• _Exercise prompt_:
Starting from the line containing "Wildlife-tally request: put a marker on the grassy", write out the rest of the entries exactly, through the final line, including nothing else.
%%
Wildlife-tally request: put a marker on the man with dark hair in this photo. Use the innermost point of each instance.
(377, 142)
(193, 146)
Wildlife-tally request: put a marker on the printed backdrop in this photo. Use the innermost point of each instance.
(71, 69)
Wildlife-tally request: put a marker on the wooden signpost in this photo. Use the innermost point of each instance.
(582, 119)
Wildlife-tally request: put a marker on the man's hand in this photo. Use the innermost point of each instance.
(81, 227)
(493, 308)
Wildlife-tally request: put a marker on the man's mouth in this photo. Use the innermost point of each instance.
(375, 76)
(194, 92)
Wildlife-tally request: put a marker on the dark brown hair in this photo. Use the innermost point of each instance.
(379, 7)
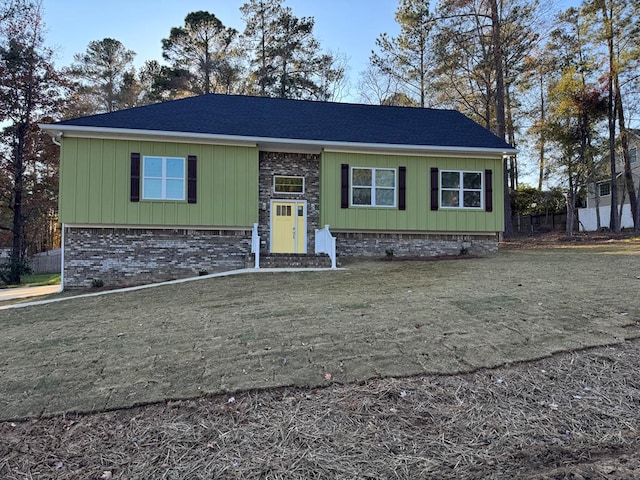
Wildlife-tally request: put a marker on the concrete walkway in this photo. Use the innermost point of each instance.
(26, 292)
(36, 291)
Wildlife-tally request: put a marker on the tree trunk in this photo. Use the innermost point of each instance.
(500, 110)
(614, 224)
(541, 151)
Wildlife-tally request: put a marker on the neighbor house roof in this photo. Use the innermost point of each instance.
(282, 123)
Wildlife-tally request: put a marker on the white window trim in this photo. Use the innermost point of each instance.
(164, 178)
(461, 190)
(288, 193)
(373, 187)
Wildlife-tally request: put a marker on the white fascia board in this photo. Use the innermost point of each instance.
(266, 143)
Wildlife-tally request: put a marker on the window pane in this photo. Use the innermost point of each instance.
(450, 198)
(152, 167)
(289, 185)
(175, 168)
(472, 180)
(385, 178)
(361, 196)
(175, 189)
(361, 177)
(385, 197)
(152, 188)
(450, 179)
(472, 199)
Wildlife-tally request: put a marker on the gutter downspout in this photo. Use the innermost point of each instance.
(55, 138)
(62, 261)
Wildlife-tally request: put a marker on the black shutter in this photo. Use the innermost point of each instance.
(488, 191)
(402, 188)
(344, 190)
(192, 174)
(434, 188)
(135, 177)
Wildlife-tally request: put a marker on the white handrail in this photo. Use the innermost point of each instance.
(255, 245)
(326, 243)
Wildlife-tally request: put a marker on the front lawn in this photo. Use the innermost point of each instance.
(36, 280)
(337, 336)
(373, 319)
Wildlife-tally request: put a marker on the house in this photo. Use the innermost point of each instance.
(599, 193)
(175, 189)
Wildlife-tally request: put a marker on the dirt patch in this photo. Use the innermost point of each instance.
(570, 416)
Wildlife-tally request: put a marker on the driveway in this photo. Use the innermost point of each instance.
(25, 292)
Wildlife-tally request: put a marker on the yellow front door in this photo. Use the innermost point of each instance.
(288, 227)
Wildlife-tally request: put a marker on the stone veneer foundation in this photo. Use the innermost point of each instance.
(373, 244)
(133, 256)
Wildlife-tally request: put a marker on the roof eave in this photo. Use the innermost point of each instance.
(266, 143)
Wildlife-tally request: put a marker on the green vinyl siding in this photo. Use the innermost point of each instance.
(95, 183)
(418, 216)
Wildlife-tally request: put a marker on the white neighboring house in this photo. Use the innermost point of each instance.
(587, 216)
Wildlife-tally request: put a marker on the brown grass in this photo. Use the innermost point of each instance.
(568, 414)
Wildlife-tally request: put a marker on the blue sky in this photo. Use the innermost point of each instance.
(348, 26)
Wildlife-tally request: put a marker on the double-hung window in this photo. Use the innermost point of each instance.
(460, 189)
(163, 178)
(373, 187)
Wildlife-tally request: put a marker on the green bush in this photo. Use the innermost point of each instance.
(13, 269)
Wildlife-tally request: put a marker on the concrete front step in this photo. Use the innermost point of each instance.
(287, 260)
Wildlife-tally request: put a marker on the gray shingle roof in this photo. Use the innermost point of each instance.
(273, 118)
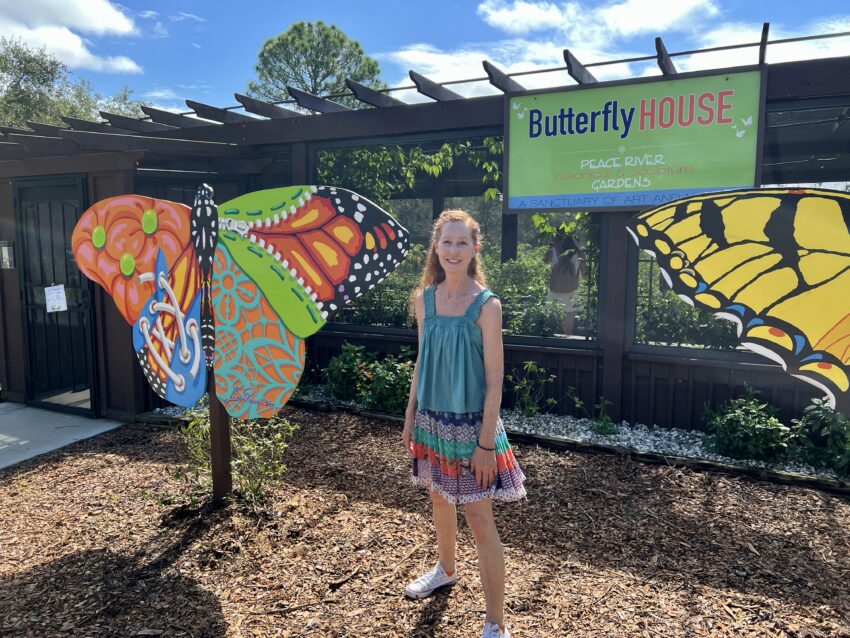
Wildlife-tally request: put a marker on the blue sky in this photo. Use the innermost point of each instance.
(167, 51)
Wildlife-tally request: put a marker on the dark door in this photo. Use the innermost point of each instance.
(58, 343)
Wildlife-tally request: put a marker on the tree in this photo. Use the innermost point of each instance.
(27, 80)
(314, 57)
(36, 86)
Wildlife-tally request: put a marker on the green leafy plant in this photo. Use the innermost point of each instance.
(543, 319)
(746, 428)
(257, 455)
(529, 387)
(602, 421)
(343, 371)
(384, 384)
(823, 437)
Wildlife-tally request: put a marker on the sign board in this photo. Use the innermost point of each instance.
(629, 146)
(55, 298)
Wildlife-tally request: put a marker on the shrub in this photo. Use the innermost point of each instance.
(257, 455)
(540, 319)
(602, 423)
(529, 386)
(823, 437)
(384, 385)
(343, 371)
(746, 428)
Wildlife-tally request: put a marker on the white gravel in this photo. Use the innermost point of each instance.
(642, 438)
(638, 437)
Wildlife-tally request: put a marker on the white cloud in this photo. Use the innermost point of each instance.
(615, 30)
(182, 15)
(510, 56)
(633, 17)
(68, 47)
(595, 26)
(741, 33)
(55, 25)
(161, 94)
(100, 17)
(522, 16)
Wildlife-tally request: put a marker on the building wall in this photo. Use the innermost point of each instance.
(12, 374)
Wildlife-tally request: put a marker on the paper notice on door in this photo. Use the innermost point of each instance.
(55, 298)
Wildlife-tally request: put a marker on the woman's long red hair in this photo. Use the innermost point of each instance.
(433, 273)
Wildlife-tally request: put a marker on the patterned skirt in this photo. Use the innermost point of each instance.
(443, 443)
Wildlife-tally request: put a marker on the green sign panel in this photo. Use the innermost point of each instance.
(632, 145)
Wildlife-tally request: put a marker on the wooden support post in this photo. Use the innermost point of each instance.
(220, 451)
(612, 309)
(509, 236)
(438, 200)
(300, 160)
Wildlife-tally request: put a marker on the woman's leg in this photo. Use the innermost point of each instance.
(491, 558)
(445, 523)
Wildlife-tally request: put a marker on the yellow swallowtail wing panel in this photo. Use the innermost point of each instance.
(774, 261)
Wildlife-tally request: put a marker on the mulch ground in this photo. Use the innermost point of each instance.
(99, 539)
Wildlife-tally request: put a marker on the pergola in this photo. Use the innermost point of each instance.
(258, 144)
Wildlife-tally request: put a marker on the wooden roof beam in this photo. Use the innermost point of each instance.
(9, 150)
(500, 79)
(577, 70)
(134, 124)
(665, 62)
(109, 142)
(88, 125)
(5, 130)
(765, 30)
(47, 130)
(229, 165)
(174, 119)
(266, 109)
(43, 145)
(432, 89)
(314, 102)
(218, 115)
(371, 96)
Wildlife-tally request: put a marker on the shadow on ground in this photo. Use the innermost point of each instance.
(611, 512)
(104, 593)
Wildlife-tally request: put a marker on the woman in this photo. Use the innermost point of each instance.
(452, 427)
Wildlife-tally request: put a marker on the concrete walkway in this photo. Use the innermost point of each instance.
(27, 432)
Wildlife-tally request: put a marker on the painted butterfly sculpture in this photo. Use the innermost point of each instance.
(235, 287)
(776, 262)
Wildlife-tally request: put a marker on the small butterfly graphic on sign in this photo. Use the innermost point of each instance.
(237, 287)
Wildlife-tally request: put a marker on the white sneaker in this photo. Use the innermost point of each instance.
(491, 630)
(428, 583)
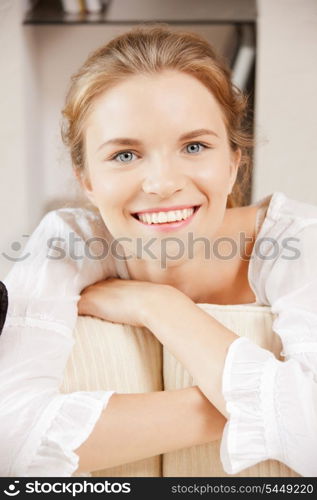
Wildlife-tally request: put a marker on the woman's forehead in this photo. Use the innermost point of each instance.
(143, 101)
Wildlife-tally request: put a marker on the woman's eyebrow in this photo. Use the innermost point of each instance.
(126, 141)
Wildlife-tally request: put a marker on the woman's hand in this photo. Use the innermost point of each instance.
(120, 301)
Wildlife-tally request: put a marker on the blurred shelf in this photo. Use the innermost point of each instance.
(141, 12)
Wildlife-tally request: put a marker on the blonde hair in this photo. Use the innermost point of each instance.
(149, 50)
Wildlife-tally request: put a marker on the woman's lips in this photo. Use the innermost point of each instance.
(169, 226)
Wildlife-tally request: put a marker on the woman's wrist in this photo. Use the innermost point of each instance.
(157, 303)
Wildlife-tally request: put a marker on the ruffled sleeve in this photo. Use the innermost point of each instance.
(39, 427)
(272, 404)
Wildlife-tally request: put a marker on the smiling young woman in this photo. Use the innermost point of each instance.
(155, 131)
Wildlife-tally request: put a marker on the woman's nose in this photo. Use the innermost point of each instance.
(163, 180)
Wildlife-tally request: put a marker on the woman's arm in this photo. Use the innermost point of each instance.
(136, 426)
(195, 338)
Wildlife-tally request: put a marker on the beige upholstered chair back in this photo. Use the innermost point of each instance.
(129, 359)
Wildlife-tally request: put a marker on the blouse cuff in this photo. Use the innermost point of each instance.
(64, 426)
(250, 434)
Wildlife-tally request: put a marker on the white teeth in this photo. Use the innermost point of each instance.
(161, 217)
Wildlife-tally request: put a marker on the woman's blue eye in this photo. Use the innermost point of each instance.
(195, 147)
(124, 157)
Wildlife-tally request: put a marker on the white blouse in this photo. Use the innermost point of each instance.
(272, 405)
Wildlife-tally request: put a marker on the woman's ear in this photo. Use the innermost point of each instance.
(234, 167)
(83, 179)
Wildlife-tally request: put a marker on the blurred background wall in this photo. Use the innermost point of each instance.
(37, 61)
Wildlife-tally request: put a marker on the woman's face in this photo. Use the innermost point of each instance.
(154, 142)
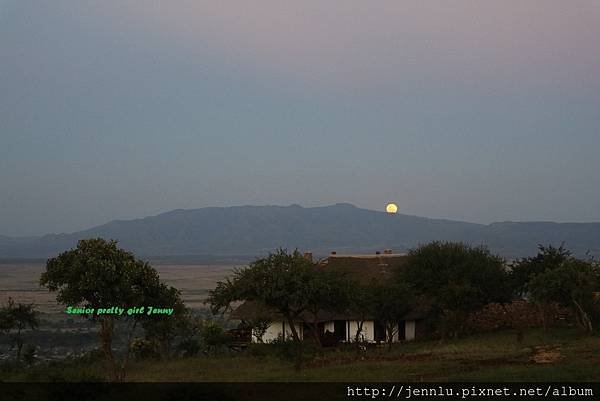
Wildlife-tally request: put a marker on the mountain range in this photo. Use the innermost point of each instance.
(249, 231)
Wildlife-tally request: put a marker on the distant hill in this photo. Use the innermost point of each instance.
(248, 231)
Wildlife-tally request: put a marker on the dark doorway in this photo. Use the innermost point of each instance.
(379, 331)
(402, 330)
(339, 330)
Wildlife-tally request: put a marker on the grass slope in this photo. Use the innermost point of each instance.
(487, 357)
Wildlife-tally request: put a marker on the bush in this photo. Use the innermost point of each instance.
(518, 314)
(144, 349)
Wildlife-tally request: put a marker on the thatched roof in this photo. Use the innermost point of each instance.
(365, 269)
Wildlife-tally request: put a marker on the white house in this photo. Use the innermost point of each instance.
(343, 327)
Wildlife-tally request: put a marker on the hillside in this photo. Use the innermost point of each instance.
(254, 230)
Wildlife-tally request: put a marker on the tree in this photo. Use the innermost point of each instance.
(457, 279)
(18, 317)
(554, 276)
(391, 302)
(523, 271)
(97, 274)
(279, 282)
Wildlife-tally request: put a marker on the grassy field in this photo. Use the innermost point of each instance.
(21, 282)
(555, 355)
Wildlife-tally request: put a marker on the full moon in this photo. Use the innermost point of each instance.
(391, 208)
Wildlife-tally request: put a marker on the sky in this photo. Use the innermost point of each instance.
(466, 110)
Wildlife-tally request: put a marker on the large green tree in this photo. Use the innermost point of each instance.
(98, 274)
(286, 283)
(456, 279)
(554, 276)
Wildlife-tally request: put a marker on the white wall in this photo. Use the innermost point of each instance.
(368, 330)
(409, 330)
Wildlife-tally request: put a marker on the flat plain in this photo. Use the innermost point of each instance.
(21, 282)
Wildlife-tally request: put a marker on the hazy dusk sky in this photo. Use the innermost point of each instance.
(469, 110)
%%
• _Answer for the task_:
Wildlife-tally request: put a marker on the grassy field in this photo. Use the innermost point of each instance.
(21, 282)
(555, 355)
Wildlife-tally request: put a marker on the full moon in this photo. Use the innermost point of each instance.
(391, 208)
Wildlife-tally request: put a marker on the sky in this photo. Use the innermost point of each instance.
(466, 110)
Wildlife-tally request: put a marker on the large green tree in this photo. Use the innermost point of each instance.
(98, 274)
(286, 283)
(456, 279)
(554, 276)
Wildlife-tally request: put a marker on the white wall in this photo. Use the innermost point of each instance.
(368, 330)
(409, 330)
Wildlife-tally request: put a marker on the flat plain in this photo. Use the innermost point of each instance.
(21, 282)
Wildlife-tally request: put a marker on the hazy dusk sky in this photo. Use the innermost point of each instance.
(469, 110)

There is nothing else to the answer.